── Source document ──

What no one can reach agreement on is who’s to blame.
Today, Guy Rundle weighs in from another continent. He says it’s not the people we should be pointing the finger at:
“To blame the public for the changed conditions of their life, and the way that earlier decisions by an elite shaped their lives, is to finger the victim, not the culprit. A series of cave-ins, ducked battles, and soft options by the people who controlled parties, papers and powers, and a refusal to stand up to the genuinely maligned, has brought us to this point. It seems distinctive in the world — there is a collapse of political legitimacy everywhere, but only in Australia have I seen this degree of total exasperation and frustration, combined with an inability, at the moment, to imagine how it could be done any other way. “
It’s time for some serious soul searching to work out how on earth we got here.
We got here because our political system is crap. Would the ALP be able to get away with their Howardesque policies if there was more Proportional Representation in Australia ? Stable developed countries need more variety with regards to political parties. Compare the US / Britain / Australia to Sweden, Finland, Denmark and particularly Norway. The latter group isn’t perfect but politically they seem to do so many things better than us.

───
── Given information ──

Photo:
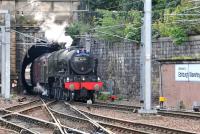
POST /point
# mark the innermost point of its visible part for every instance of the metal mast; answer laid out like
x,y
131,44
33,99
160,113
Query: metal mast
x,y
5,53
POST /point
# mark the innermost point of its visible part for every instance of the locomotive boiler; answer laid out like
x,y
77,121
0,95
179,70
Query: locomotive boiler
x,y
66,74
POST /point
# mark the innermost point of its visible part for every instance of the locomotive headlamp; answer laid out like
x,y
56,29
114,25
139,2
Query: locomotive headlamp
x,y
71,86
96,87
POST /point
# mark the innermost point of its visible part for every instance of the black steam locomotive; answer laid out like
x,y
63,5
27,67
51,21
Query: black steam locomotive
x,y
64,74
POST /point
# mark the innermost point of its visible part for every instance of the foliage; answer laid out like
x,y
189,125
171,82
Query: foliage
x,y
116,26
171,23
116,20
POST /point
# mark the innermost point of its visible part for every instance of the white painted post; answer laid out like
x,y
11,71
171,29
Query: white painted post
x,y
7,55
147,57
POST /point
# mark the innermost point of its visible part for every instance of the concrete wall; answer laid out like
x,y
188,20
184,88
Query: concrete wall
x,y
119,62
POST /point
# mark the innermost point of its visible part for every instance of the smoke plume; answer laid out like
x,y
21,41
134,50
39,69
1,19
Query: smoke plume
x,y
53,32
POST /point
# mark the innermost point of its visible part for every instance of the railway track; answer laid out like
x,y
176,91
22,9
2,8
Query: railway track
x,y
28,119
132,127
172,113
70,116
180,114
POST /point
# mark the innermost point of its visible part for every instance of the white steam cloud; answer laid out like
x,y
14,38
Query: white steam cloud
x,y
40,89
53,31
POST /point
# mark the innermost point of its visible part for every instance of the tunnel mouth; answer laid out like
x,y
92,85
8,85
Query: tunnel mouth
x,y
32,53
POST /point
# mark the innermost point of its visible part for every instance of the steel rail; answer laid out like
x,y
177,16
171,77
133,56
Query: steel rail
x,y
137,125
91,120
55,120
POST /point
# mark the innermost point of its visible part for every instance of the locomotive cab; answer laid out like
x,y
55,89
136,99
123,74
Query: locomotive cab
x,y
70,74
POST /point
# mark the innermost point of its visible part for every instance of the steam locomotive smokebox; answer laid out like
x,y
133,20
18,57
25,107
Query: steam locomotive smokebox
x,y
32,53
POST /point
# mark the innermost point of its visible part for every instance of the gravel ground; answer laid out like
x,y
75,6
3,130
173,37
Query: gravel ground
x,y
5,131
176,123
14,100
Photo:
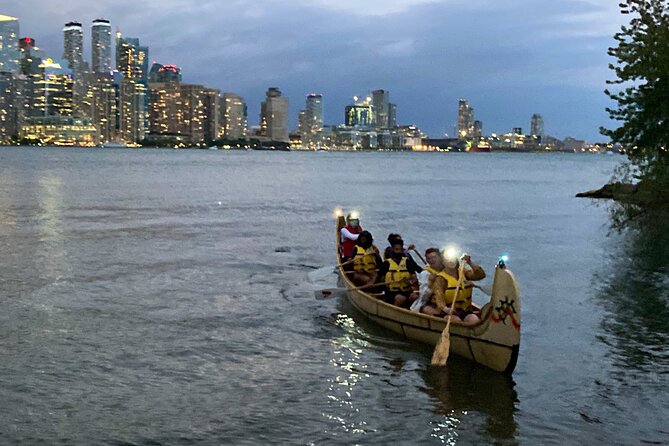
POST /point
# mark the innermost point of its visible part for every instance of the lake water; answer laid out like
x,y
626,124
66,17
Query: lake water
x,y
160,297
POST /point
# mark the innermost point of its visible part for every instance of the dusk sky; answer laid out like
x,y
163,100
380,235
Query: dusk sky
x,y
509,59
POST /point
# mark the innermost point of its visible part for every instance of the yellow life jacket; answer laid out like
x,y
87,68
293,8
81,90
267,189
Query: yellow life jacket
x,y
398,275
364,260
464,296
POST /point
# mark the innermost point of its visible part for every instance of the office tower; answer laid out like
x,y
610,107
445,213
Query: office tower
x,y
274,116
132,65
380,102
54,90
392,115
132,111
310,120
164,73
211,123
101,46
12,105
465,120
102,100
9,43
233,117
537,125
360,114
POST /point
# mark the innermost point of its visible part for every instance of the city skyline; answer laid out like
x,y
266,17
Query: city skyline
x,y
568,93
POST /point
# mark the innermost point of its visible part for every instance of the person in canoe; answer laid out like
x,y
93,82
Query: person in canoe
x,y
349,235
366,261
399,272
443,282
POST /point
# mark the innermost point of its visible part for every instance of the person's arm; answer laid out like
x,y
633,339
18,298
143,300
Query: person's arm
x,y
438,288
412,266
476,272
346,234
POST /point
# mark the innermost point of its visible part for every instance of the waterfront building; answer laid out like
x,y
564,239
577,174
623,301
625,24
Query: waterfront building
x,y
392,115
54,90
465,120
212,113
233,117
537,125
164,73
132,65
380,102
274,116
102,102
9,43
60,130
101,46
310,121
12,105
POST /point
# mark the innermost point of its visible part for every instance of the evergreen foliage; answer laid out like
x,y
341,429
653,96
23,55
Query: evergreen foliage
x,y
641,91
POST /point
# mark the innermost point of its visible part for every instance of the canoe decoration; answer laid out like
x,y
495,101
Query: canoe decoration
x,y
493,342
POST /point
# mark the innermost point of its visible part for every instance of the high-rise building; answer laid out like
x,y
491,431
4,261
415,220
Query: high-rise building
x,y
12,107
54,90
465,120
164,73
101,46
537,125
132,62
73,53
380,102
102,100
212,118
274,116
311,120
233,117
9,43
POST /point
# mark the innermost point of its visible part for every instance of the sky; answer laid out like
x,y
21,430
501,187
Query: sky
x,y
509,59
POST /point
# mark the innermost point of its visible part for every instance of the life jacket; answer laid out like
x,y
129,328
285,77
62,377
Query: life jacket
x,y
398,276
364,260
464,296
347,245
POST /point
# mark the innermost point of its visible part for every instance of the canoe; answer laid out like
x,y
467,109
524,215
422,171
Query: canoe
x,y
493,342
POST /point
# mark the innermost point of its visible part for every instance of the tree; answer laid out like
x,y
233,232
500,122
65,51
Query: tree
x,y
642,94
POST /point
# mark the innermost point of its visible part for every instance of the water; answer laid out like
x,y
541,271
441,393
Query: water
x,y
160,297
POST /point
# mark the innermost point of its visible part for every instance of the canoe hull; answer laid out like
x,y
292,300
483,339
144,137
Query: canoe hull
x,y
493,342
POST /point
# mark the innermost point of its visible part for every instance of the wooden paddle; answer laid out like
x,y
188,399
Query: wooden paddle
x,y
441,350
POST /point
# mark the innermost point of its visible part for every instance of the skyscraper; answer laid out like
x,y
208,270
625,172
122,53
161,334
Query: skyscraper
x,y
9,43
233,117
465,120
380,103
537,125
274,116
101,46
311,120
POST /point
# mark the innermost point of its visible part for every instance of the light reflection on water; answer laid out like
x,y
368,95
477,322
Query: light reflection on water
x,y
165,291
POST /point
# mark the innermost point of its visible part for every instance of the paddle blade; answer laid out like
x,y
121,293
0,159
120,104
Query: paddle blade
x,y
328,293
321,273
440,355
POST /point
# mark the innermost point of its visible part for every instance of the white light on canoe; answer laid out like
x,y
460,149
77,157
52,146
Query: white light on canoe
x,y
451,253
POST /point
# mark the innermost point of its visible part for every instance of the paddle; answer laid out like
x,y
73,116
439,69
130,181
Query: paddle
x,y
441,350
321,273
327,293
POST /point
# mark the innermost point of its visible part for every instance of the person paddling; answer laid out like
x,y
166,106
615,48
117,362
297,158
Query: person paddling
x,y
443,283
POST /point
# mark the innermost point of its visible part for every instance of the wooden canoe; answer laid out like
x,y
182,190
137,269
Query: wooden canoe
x,y
492,342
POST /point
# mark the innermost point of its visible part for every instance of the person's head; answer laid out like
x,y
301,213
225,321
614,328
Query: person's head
x,y
434,258
365,239
396,245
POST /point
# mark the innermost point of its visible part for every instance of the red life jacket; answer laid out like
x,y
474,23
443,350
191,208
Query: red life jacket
x,y
348,244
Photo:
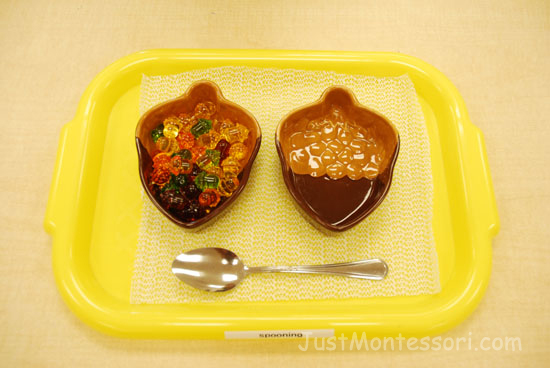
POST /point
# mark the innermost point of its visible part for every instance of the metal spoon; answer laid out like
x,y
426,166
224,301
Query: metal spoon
x,y
218,269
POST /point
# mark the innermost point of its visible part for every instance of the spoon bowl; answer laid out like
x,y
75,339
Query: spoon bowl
x,y
219,269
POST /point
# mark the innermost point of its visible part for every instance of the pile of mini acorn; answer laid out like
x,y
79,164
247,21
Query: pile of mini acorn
x,y
198,160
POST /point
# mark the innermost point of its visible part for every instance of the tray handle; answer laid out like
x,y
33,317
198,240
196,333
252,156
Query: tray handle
x,y
480,183
63,177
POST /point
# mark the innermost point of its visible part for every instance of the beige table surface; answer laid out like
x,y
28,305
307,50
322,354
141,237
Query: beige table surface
x,y
496,53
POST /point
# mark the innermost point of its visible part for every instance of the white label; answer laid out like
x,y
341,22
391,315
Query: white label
x,y
278,334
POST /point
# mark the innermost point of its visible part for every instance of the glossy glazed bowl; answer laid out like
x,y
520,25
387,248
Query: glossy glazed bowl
x,y
338,204
198,92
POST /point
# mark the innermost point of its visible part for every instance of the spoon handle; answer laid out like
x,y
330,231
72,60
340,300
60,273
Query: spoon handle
x,y
371,269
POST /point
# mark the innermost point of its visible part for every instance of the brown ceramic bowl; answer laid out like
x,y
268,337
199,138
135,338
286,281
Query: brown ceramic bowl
x,y
198,92
338,204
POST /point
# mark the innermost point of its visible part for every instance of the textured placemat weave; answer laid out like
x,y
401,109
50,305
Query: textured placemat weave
x,y
263,226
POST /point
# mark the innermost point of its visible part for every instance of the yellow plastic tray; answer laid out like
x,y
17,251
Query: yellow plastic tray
x,y
93,211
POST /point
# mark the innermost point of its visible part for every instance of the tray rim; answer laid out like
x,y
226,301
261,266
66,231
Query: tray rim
x,y
114,317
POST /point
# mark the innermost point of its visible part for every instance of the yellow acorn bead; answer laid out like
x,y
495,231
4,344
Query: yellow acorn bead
x,y
238,150
168,145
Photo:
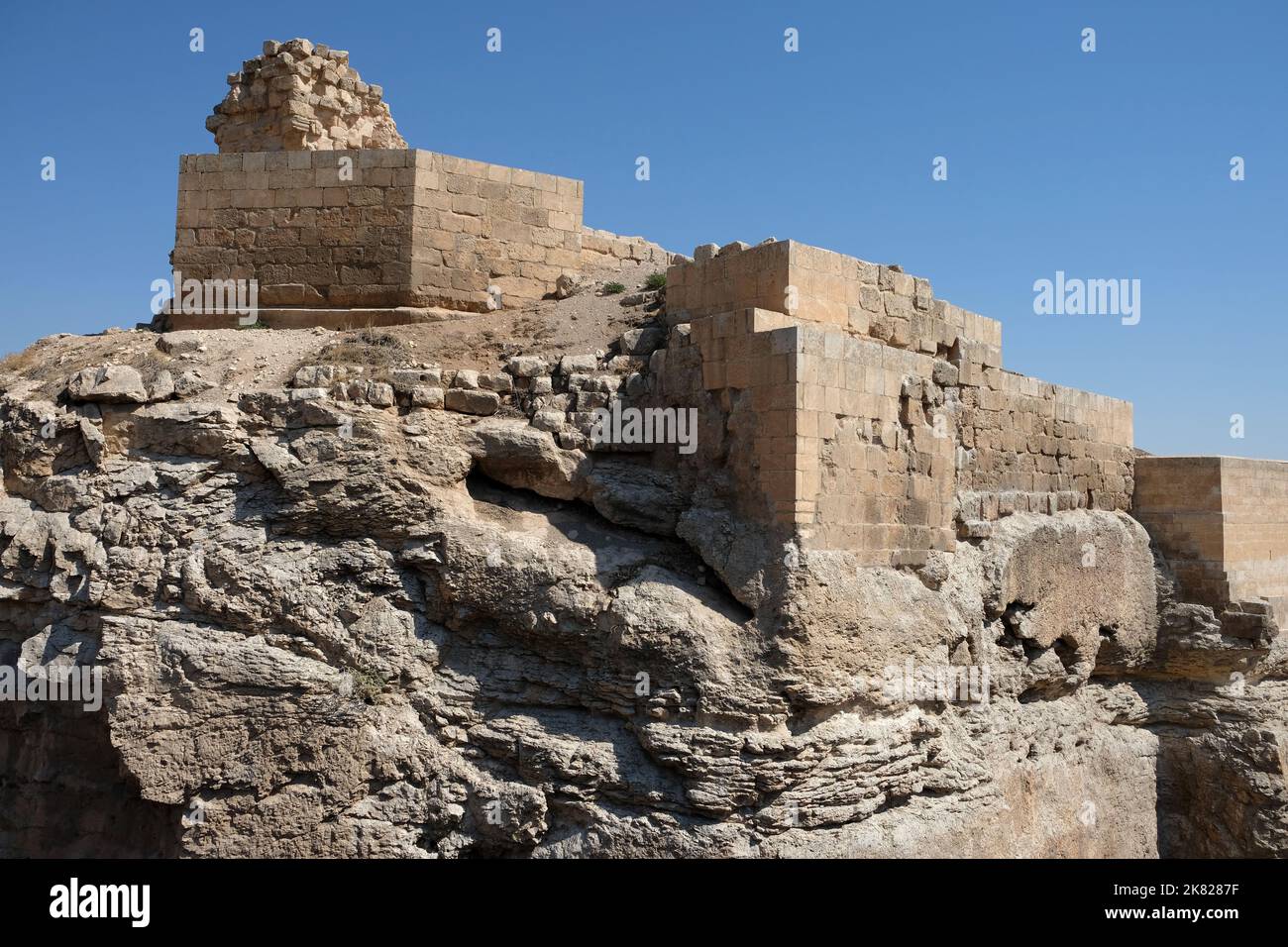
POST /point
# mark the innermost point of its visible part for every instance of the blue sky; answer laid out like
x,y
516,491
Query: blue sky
x,y
1104,165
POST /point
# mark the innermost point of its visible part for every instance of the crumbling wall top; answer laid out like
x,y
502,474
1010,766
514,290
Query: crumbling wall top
x,y
296,95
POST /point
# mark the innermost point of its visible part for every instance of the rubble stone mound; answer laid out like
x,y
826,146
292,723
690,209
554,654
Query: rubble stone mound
x,y
301,97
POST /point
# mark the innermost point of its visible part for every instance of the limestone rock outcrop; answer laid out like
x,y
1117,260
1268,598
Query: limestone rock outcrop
x,y
297,95
336,617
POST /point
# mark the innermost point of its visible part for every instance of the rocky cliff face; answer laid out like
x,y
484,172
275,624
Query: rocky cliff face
x,y
351,602
297,95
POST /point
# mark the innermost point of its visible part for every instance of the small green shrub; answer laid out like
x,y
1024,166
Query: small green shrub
x,y
366,685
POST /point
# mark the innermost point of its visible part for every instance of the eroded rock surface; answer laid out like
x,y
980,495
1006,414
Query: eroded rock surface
x,y
338,617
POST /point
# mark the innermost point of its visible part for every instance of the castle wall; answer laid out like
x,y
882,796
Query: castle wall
x,y
1223,525
410,228
890,445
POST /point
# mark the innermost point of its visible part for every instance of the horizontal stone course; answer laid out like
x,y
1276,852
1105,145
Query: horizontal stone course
x,y
1222,523
376,227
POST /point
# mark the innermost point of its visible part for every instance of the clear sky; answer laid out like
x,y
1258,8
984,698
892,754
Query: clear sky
x,y
1113,163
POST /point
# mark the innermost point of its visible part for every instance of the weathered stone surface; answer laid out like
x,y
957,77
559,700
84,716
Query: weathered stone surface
x,y
294,98
110,382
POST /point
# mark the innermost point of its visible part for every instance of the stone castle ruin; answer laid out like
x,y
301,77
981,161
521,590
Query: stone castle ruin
x,y
415,553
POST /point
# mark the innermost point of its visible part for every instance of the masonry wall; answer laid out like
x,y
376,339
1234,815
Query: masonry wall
x,y
831,289
1223,525
881,420
410,228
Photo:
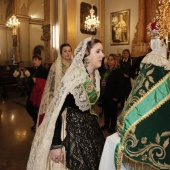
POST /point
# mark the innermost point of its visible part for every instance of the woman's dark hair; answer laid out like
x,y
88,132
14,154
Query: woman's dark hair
x,y
90,45
64,45
115,58
126,50
37,56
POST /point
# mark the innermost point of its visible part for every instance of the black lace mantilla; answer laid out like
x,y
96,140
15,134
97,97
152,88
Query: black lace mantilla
x,y
84,141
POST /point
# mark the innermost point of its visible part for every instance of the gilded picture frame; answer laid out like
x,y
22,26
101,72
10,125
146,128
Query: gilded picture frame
x,y
84,12
120,27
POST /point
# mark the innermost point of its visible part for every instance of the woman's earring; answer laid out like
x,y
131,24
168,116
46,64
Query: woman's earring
x,y
86,62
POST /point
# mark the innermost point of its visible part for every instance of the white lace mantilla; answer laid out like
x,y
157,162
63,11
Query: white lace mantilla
x,y
70,83
158,55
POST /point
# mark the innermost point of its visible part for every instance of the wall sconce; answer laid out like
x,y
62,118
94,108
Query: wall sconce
x,y
14,24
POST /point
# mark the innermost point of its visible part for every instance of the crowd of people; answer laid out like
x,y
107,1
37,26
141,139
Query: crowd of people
x,y
62,99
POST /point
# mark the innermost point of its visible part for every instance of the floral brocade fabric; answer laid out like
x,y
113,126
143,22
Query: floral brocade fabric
x,y
144,122
84,141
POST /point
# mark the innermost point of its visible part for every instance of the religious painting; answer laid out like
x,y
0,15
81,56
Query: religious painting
x,y
120,27
85,12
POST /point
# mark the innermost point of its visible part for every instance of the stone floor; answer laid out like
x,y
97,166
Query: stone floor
x,y
15,134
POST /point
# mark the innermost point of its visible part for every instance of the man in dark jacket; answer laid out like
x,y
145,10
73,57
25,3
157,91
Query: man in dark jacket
x,y
37,82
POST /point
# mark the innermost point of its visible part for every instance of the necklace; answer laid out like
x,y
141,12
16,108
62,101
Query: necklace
x,y
92,77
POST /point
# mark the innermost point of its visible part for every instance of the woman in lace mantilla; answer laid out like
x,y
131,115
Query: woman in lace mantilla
x,y
56,72
78,92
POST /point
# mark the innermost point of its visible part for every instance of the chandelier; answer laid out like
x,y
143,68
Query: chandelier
x,y
13,23
92,22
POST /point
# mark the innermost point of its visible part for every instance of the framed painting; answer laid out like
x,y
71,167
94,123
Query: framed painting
x,y
120,27
84,12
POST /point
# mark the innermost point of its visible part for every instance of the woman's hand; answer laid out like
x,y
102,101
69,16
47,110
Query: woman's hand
x,y
56,155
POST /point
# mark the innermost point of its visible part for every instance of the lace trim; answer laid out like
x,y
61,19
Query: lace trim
x,y
158,56
75,75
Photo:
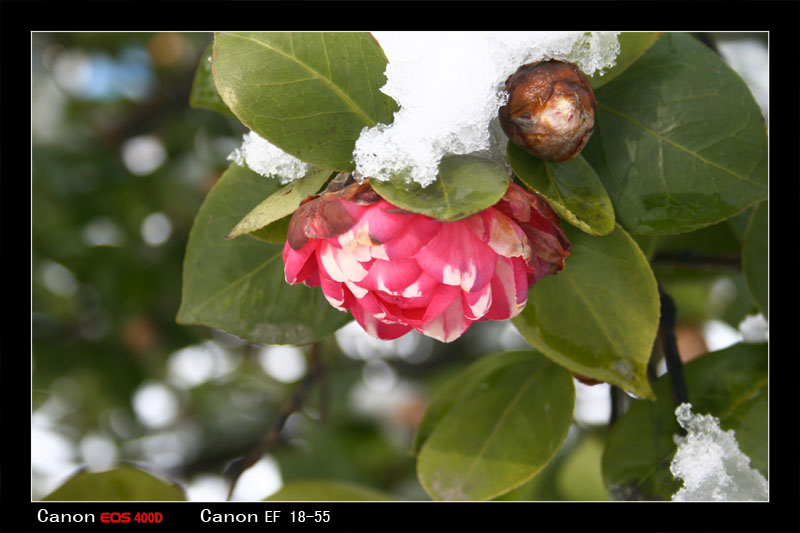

───

Carry on the commentary about who is to blame for the state of Australian politics, picking up right after its last sentence.

● Response to this exercise
John Howard’s success in running with Pauline Hanson’s policies has persuaded both major parties that the average Australian voter is a malevolent moron. So now we have Abbott pandering and Gillard tiptoeing around. Both being gutless in different ways.
I think the first step towards getting here commenced when pollies started to realise that the news could be tailored to suit the times and circumstances by means of spin doctors, a combination of roles for press secretary and PR people, which probably accelerated in the 1970s and 80s. This at a time when there became a time for the media to be used in more
sophisticated ways. The ‘Its’s Time…” 1972 Whitlam certainly was a ground breaker in getting a simple message across. Repeat a message long enough and it becomes truth.
However, the situation we are presently in which I agree with Rundle has led to exasperation and frustration, has rapidly evolved from the Howard era with it’s concentration on a cynical message such as with the refugee overboard situation and images of a fit walking Howard compared with flabby Beazley. Image was everything.
This was then taken up a notch by a “me tooism” campaign by Rudd in 2007 who presented as being more Howard than Howard and adopted as small a target as possible. Rudd became even more obsessed with what the populace thought in its poll driven decisions. It seems each party learns the winning strategy from the other and seeks to take on the winning bits of the other party and advance it one step further.
To complete the picture, the overlay of the media with its concentration on sound bites, flippery and slips-ups in speech of pollies is the reason unfortunately why such stage managed political presentations become necessary.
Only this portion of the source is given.